Records from a dataset
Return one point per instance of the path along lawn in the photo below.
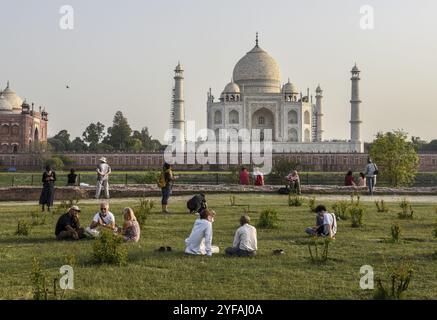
(172, 275)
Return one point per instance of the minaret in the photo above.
(355, 106)
(319, 114)
(178, 104)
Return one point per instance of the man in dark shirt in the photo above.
(68, 226)
(197, 203)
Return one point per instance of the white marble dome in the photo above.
(5, 106)
(289, 88)
(12, 98)
(258, 72)
(232, 87)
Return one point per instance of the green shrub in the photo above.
(294, 201)
(395, 232)
(381, 206)
(143, 210)
(407, 210)
(398, 281)
(356, 212)
(312, 204)
(317, 255)
(23, 228)
(341, 209)
(39, 281)
(108, 248)
(268, 219)
(38, 218)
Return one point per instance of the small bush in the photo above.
(341, 210)
(407, 210)
(317, 255)
(143, 210)
(39, 281)
(268, 219)
(395, 232)
(398, 281)
(23, 228)
(38, 218)
(381, 206)
(312, 204)
(294, 201)
(356, 212)
(108, 248)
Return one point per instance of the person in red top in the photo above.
(244, 176)
(349, 179)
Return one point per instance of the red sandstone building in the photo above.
(21, 127)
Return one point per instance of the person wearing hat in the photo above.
(103, 172)
(68, 225)
(245, 240)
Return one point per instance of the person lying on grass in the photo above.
(326, 225)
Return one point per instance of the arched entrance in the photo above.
(263, 119)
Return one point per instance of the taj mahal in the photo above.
(256, 99)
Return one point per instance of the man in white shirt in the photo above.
(103, 172)
(200, 239)
(245, 241)
(102, 219)
(326, 224)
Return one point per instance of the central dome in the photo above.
(257, 71)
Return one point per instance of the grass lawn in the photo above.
(172, 275)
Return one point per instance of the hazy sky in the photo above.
(121, 56)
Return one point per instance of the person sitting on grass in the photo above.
(131, 228)
(102, 219)
(197, 203)
(68, 225)
(200, 240)
(326, 224)
(245, 241)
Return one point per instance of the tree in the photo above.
(119, 134)
(77, 145)
(396, 157)
(93, 134)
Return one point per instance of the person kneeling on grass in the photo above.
(102, 219)
(200, 239)
(68, 225)
(131, 228)
(245, 242)
(326, 224)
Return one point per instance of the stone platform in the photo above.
(132, 191)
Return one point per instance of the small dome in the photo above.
(12, 98)
(4, 104)
(355, 68)
(289, 88)
(232, 87)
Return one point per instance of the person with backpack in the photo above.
(165, 182)
(371, 172)
(197, 203)
(326, 224)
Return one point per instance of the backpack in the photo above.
(161, 180)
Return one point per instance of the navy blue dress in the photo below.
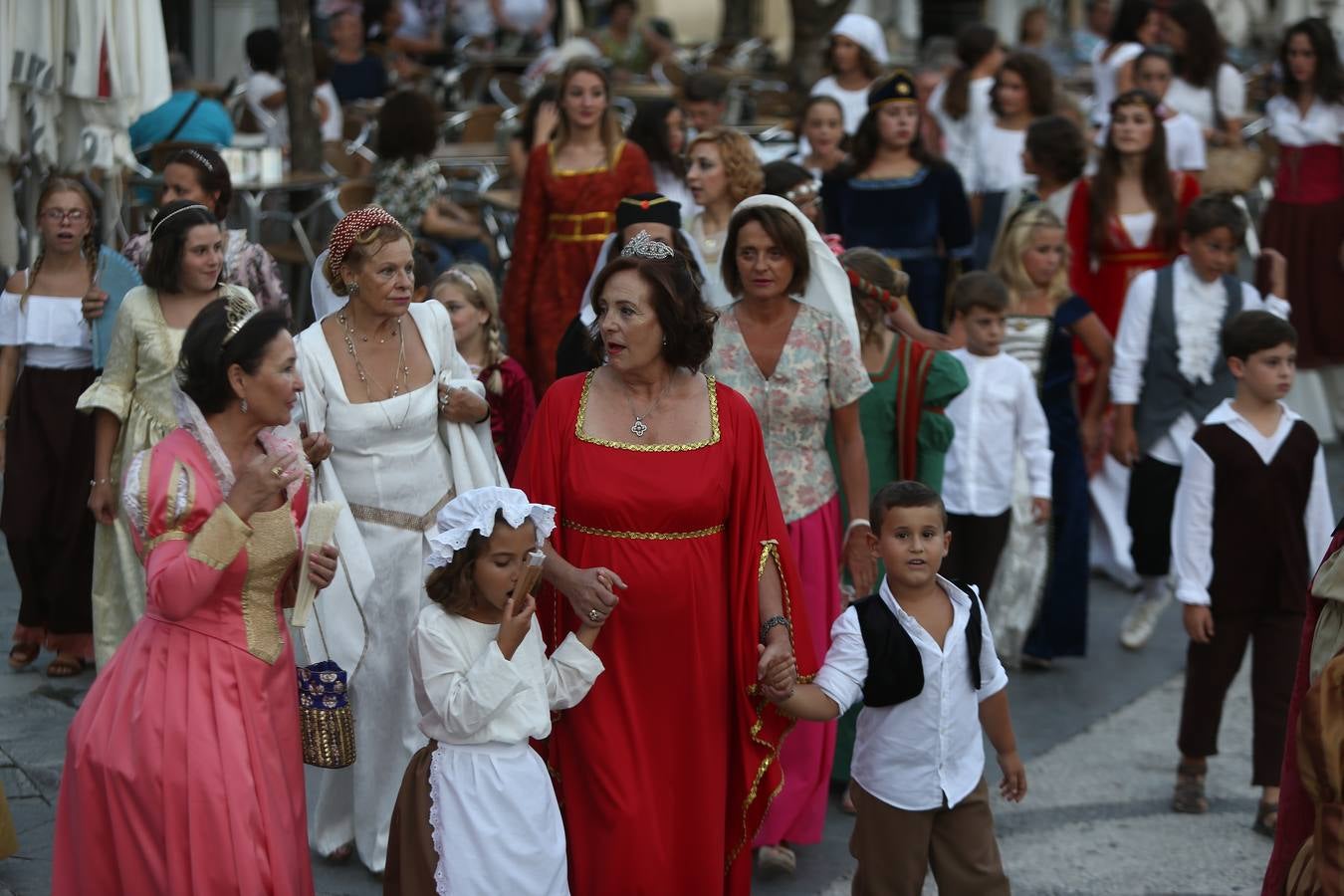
(922, 222)
(1060, 627)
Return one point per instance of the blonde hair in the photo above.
(479, 288)
(365, 246)
(741, 165)
(1012, 245)
(88, 246)
(610, 129)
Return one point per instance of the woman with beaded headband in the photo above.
(200, 175)
(789, 344)
(891, 168)
(386, 389)
(664, 504)
(45, 443)
(467, 291)
(183, 768)
(572, 185)
(131, 399)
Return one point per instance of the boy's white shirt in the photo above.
(1199, 308)
(917, 753)
(1193, 522)
(999, 407)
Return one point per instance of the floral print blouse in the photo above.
(246, 265)
(405, 187)
(818, 369)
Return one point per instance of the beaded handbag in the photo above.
(326, 722)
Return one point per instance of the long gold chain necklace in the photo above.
(400, 373)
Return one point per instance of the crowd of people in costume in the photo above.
(814, 449)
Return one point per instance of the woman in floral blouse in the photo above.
(411, 187)
(202, 176)
(789, 342)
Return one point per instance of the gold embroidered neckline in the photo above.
(628, 446)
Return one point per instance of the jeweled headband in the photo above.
(351, 226)
(158, 222)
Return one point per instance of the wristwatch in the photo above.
(772, 622)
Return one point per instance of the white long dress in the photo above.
(391, 466)
(494, 814)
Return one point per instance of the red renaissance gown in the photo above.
(183, 766)
(563, 218)
(667, 768)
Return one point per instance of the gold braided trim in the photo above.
(173, 535)
(396, 519)
(219, 541)
(769, 551)
(628, 446)
(642, 537)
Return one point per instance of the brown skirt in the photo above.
(410, 842)
(1309, 237)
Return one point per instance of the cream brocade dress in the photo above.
(137, 388)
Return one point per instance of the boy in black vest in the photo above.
(1168, 375)
(1252, 511)
(921, 656)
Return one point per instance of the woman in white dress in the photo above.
(1136, 26)
(382, 375)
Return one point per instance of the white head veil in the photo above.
(866, 33)
(828, 285)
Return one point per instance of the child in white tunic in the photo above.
(484, 687)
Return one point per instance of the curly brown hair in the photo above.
(453, 585)
(740, 161)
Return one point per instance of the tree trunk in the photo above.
(306, 135)
(740, 18)
(812, 23)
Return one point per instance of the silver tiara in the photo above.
(645, 246)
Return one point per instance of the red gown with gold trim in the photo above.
(561, 220)
(667, 768)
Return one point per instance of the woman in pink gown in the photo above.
(184, 766)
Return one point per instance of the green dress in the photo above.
(882, 412)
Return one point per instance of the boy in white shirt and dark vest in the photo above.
(921, 656)
(997, 416)
(1170, 373)
(1252, 512)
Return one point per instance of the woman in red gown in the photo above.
(184, 765)
(568, 207)
(1122, 220)
(667, 768)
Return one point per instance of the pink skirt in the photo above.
(798, 813)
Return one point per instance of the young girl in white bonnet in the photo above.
(484, 687)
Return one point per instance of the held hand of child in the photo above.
(779, 676)
(1124, 445)
(1040, 510)
(1013, 784)
(515, 625)
(322, 565)
(1199, 622)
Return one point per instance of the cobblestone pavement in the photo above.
(1097, 734)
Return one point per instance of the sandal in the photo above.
(1189, 795)
(66, 665)
(775, 861)
(1266, 818)
(23, 654)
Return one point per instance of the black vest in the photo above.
(895, 670)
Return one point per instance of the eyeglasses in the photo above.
(73, 215)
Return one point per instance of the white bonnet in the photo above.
(476, 511)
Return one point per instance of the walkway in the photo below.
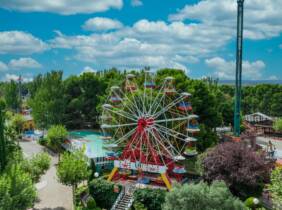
(52, 195)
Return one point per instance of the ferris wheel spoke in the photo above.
(157, 98)
(171, 130)
(122, 113)
(173, 134)
(124, 137)
(158, 141)
(169, 143)
(158, 147)
(189, 117)
(106, 126)
(171, 104)
(133, 102)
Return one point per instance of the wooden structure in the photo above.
(261, 124)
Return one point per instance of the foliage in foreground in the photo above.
(103, 193)
(278, 125)
(152, 199)
(56, 136)
(16, 189)
(244, 170)
(73, 168)
(202, 197)
(37, 165)
(275, 187)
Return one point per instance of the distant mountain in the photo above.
(250, 82)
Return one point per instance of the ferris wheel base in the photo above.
(164, 177)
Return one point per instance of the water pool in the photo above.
(89, 140)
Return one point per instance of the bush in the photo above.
(244, 170)
(57, 134)
(91, 203)
(37, 165)
(202, 197)
(252, 202)
(152, 199)
(275, 187)
(103, 193)
(43, 141)
(16, 189)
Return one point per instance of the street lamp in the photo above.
(237, 110)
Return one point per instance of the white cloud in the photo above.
(101, 24)
(147, 43)
(64, 7)
(136, 3)
(24, 63)
(273, 77)
(19, 42)
(226, 69)
(3, 66)
(9, 77)
(262, 17)
(88, 69)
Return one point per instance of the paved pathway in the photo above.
(52, 195)
(277, 143)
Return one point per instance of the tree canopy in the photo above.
(202, 197)
(16, 190)
(244, 170)
(73, 168)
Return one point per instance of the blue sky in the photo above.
(91, 35)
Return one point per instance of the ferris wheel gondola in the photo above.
(148, 128)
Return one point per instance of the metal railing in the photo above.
(120, 196)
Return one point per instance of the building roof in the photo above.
(257, 117)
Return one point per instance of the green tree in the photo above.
(3, 158)
(275, 187)
(152, 199)
(11, 95)
(73, 169)
(103, 192)
(37, 165)
(48, 103)
(56, 136)
(244, 170)
(18, 122)
(278, 125)
(202, 197)
(16, 190)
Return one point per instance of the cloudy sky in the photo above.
(197, 36)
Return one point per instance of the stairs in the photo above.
(125, 203)
(125, 198)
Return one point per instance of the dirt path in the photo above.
(52, 195)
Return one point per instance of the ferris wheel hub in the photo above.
(145, 122)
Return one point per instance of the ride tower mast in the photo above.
(239, 50)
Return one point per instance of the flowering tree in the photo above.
(244, 170)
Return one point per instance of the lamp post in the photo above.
(240, 20)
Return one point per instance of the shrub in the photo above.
(37, 165)
(103, 193)
(152, 199)
(244, 170)
(275, 187)
(57, 134)
(91, 203)
(202, 197)
(43, 141)
(16, 189)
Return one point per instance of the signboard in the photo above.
(126, 164)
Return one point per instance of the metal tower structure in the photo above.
(20, 92)
(237, 110)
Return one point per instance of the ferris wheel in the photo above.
(148, 127)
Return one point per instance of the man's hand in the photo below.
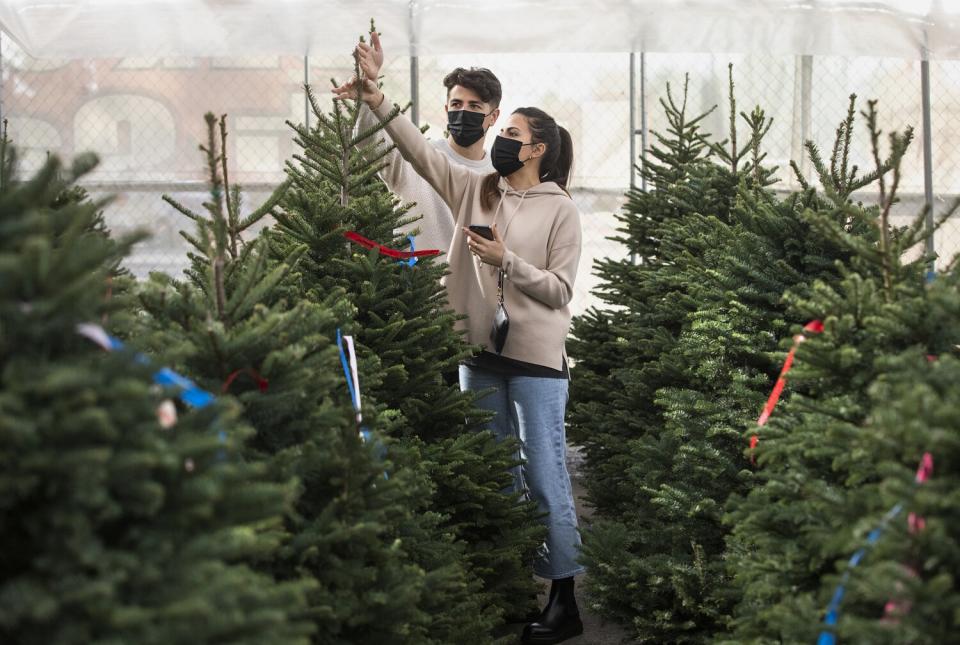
(489, 251)
(370, 60)
(370, 57)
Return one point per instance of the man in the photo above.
(472, 107)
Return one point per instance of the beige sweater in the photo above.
(541, 231)
(435, 228)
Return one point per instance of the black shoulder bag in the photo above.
(501, 321)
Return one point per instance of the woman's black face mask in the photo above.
(465, 127)
(505, 155)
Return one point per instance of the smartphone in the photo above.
(482, 230)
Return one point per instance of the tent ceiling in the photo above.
(99, 28)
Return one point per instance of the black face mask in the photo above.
(505, 155)
(465, 127)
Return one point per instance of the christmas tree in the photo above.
(408, 349)
(727, 259)
(843, 449)
(125, 516)
(353, 531)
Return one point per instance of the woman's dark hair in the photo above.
(479, 80)
(556, 164)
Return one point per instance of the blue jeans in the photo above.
(531, 410)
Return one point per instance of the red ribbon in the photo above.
(262, 383)
(814, 327)
(386, 250)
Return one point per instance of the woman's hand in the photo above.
(489, 251)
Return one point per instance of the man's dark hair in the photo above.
(477, 79)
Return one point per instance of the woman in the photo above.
(534, 254)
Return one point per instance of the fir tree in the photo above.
(234, 330)
(409, 349)
(838, 450)
(114, 528)
(731, 256)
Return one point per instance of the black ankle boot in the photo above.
(559, 620)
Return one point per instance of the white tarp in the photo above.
(107, 28)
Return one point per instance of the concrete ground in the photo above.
(596, 630)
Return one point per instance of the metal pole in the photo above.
(927, 150)
(643, 119)
(1, 76)
(414, 69)
(806, 107)
(633, 121)
(306, 100)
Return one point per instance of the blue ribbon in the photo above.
(413, 259)
(189, 392)
(833, 609)
(365, 434)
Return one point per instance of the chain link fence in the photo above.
(144, 117)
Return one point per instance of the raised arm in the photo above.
(448, 179)
(396, 172)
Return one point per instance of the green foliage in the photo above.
(868, 402)
(409, 348)
(686, 362)
(114, 529)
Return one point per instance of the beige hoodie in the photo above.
(541, 232)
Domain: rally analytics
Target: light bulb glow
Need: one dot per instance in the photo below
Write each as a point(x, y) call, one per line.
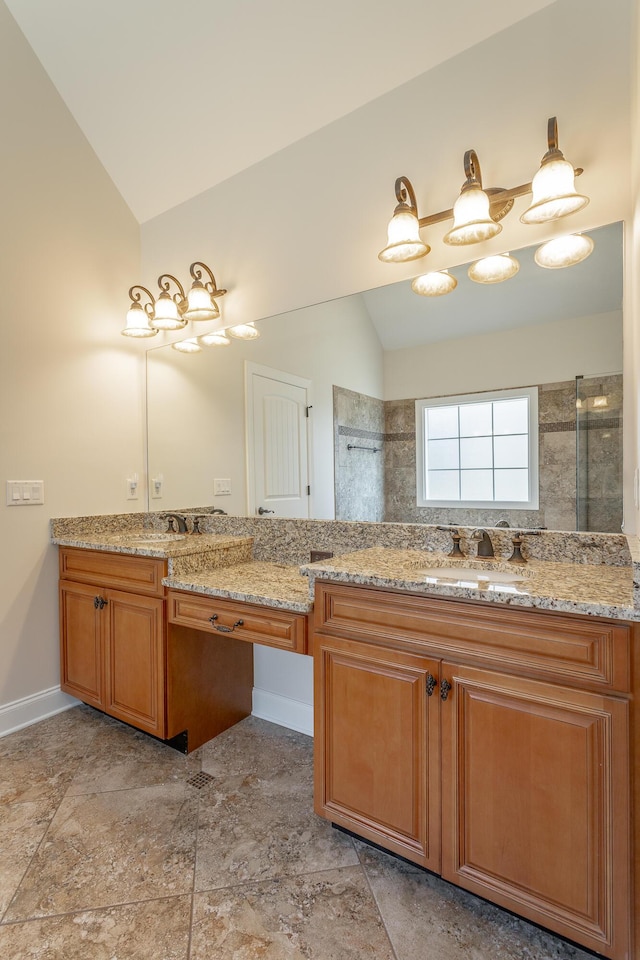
point(243, 331)
point(137, 323)
point(403, 238)
point(187, 346)
point(434, 284)
point(165, 314)
point(471, 219)
point(200, 304)
point(554, 193)
point(564, 251)
point(215, 339)
point(493, 269)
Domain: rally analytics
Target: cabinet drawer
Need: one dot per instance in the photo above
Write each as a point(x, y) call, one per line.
point(274, 628)
point(570, 649)
point(138, 574)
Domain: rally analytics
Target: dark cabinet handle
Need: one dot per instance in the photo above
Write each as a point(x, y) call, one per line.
point(221, 627)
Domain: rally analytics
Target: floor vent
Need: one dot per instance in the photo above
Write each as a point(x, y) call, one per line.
point(200, 780)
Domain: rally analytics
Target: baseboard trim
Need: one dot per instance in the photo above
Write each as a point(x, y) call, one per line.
point(38, 706)
point(284, 711)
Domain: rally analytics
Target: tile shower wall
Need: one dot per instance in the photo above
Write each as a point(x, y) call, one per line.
point(396, 487)
point(359, 425)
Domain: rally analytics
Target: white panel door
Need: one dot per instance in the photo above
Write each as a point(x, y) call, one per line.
point(277, 443)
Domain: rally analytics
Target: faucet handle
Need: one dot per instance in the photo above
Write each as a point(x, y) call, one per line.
point(517, 540)
point(456, 536)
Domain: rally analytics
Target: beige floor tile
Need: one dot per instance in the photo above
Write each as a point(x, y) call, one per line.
point(39, 762)
point(429, 919)
point(156, 930)
point(257, 747)
point(254, 828)
point(121, 758)
point(111, 848)
point(22, 827)
point(329, 916)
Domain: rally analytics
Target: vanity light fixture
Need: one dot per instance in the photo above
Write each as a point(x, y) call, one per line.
point(167, 314)
point(217, 338)
point(478, 210)
point(139, 316)
point(201, 304)
point(472, 220)
point(553, 187)
point(434, 284)
point(403, 233)
point(243, 331)
point(493, 269)
point(172, 311)
point(564, 251)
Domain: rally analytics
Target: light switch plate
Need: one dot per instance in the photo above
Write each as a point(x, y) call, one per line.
point(25, 493)
point(221, 487)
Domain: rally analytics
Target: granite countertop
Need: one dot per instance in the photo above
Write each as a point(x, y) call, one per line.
point(132, 542)
point(270, 584)
point(594, 590)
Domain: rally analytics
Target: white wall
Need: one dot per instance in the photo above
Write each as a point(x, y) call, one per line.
point(544, 353)
point(305, 225)
point(70, 387)
point(196, 407)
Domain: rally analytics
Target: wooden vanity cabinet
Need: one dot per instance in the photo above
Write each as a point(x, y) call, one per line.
point(113, 641)
point(488, 744)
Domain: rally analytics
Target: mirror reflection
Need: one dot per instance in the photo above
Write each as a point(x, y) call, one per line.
point(365, 360)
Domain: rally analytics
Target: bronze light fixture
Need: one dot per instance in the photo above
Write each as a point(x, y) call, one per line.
point(478, 211)
point(172, 311)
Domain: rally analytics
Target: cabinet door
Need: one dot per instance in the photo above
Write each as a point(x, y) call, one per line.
point(135, 662)
point(377, 746)
point(535, 805)
point(81, 643)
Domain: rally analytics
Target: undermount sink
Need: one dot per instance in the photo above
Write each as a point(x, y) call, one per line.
point(155, 537)
point(481, 574)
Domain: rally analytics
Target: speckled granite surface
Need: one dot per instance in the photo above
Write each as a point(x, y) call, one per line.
point(271, 584)
point(573, 588)
point(593, 574)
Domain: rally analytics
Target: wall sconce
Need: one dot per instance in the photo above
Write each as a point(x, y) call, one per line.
point(173, 311)
point(477, 211)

__WHAT THE EXERCISE ASKS__:
Write only the number of lines in the data above that include "cabinet".

__SOLUTION TO THIS TASK__:
4